[Written request]
Pull out and copy each line of the listing below that contains the string "patterned". Treat the match as case-sensitive.

[Excerpted records]

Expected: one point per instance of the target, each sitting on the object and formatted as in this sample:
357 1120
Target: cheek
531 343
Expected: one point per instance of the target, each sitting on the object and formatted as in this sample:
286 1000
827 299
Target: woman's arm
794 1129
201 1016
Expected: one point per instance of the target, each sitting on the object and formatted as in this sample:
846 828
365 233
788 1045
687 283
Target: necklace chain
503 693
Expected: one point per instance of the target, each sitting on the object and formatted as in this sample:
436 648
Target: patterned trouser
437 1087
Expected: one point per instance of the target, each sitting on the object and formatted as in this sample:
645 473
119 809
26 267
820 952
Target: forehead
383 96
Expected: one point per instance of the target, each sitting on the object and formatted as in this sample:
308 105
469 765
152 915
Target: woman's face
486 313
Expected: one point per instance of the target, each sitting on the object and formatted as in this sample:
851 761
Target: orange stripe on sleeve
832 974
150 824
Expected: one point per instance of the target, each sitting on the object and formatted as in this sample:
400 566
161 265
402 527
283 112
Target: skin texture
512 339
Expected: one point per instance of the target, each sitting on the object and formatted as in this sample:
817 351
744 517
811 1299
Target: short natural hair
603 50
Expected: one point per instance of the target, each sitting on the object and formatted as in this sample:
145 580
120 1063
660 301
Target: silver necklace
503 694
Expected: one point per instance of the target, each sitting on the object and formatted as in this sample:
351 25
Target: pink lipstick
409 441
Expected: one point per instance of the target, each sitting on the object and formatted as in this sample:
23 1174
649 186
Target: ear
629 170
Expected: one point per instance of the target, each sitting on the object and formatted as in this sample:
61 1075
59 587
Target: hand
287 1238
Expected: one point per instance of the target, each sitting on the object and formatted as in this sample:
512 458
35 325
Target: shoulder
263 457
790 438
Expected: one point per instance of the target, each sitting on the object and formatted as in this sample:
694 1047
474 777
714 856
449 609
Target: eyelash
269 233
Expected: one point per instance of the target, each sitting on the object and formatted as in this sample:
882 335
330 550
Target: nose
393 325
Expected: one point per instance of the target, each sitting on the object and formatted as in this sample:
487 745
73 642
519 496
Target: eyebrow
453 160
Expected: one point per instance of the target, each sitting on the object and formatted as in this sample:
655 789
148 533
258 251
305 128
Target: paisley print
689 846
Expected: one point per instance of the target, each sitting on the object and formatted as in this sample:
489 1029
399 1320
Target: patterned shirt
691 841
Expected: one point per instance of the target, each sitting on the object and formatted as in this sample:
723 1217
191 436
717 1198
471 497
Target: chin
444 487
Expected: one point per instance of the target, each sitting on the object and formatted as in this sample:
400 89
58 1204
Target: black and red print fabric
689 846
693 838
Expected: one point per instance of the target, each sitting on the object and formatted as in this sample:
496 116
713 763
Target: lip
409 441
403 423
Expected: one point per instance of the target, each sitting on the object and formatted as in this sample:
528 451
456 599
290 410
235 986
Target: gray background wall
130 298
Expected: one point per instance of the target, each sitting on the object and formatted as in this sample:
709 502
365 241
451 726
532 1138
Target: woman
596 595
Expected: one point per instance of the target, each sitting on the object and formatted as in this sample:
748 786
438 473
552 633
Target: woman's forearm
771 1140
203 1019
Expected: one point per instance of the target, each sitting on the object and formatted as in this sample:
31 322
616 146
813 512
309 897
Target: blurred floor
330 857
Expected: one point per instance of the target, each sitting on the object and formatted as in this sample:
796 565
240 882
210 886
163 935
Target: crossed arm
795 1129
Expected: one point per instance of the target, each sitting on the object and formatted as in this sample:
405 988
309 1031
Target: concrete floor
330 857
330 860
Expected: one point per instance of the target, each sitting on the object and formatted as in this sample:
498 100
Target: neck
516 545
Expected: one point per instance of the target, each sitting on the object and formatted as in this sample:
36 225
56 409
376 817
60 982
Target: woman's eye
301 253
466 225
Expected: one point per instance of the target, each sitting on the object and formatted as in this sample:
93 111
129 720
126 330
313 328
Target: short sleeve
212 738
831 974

[The solution]
Target: patterned trouser
Target: patterned shirt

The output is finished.